YOUR OBJECTIVE
Look below for the line that has "</instance>". Set down the lines from there through the line that has "positive clicks: (386, 173)", exactly as written.

SUPPLIED MATERIAL
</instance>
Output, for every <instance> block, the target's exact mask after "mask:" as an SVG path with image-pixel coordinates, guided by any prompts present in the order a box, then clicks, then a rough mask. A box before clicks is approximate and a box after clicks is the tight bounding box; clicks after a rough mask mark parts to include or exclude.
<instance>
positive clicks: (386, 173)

--

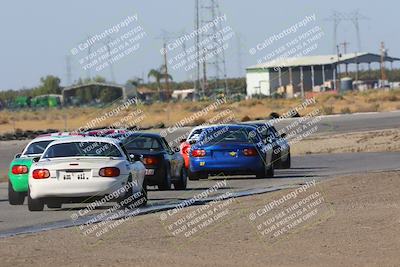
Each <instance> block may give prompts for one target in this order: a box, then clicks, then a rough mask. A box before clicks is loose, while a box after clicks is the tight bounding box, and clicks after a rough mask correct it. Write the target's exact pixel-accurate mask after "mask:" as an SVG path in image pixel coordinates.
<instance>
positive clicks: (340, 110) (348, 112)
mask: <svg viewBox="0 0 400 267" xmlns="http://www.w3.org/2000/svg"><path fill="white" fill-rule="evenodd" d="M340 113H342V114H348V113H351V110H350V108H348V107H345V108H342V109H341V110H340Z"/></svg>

SOLUTION TO THIS PROBLEM
</instance>
Output, for every <instance> block, the target's exact mask after "mask:" as an SVG path with image-pixel coordinates, guided by any prompts present in the order a box, then clicks, then a rough mask. A box before clicks is approximate and a box after clicks is the tight bounding box; clicks after a rough mask mark parts to include or exclude.
<instance>
positive clicks: (386, 173)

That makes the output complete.